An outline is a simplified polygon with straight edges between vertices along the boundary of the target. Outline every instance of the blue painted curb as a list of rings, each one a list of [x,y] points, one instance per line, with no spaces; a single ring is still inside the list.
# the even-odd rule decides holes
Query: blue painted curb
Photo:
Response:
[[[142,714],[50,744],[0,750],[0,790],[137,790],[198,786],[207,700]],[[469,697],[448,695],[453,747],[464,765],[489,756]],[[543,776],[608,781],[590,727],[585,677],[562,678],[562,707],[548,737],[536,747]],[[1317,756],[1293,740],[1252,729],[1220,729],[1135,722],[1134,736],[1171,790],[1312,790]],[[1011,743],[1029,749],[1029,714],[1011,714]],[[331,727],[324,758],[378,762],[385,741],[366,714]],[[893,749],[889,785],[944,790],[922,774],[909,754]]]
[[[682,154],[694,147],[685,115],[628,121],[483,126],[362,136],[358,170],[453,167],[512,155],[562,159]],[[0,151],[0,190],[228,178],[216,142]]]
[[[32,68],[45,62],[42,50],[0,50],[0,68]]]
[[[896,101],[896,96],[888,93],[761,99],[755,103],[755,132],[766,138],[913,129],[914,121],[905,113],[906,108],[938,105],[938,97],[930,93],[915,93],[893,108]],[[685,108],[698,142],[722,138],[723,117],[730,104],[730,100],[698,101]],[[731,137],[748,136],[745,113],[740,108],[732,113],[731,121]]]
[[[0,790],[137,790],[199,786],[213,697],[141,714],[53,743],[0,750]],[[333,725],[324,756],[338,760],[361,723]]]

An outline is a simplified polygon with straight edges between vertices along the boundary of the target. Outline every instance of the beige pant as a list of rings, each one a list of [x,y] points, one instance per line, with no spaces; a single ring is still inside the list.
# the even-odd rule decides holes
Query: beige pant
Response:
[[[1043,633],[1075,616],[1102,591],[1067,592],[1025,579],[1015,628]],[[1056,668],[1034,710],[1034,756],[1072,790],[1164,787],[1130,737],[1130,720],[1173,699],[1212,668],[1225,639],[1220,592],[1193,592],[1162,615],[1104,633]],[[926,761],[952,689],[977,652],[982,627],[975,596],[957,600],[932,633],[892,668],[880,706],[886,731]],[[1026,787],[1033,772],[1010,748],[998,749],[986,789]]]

__________

### What you have to do
Report every line of the records above that contains the word "points", copying each such line in full.

### Response for this exercise
An outline is a simplified polygon with straight edges between vertices along the boundary of the target. Outline every instance of the blue painted curb as a list of rings, each one a list of [x,y] points, one instance per line, with no spaces; a single ring is still inside the list.
An outline is a simplified polygon with straight edges between vertices along the boundary of the target. Outline every instance of the beige pant as a list of rings, each one a list of [x,y] points, one instance per line, with no spaces; a single ring is still inside the list.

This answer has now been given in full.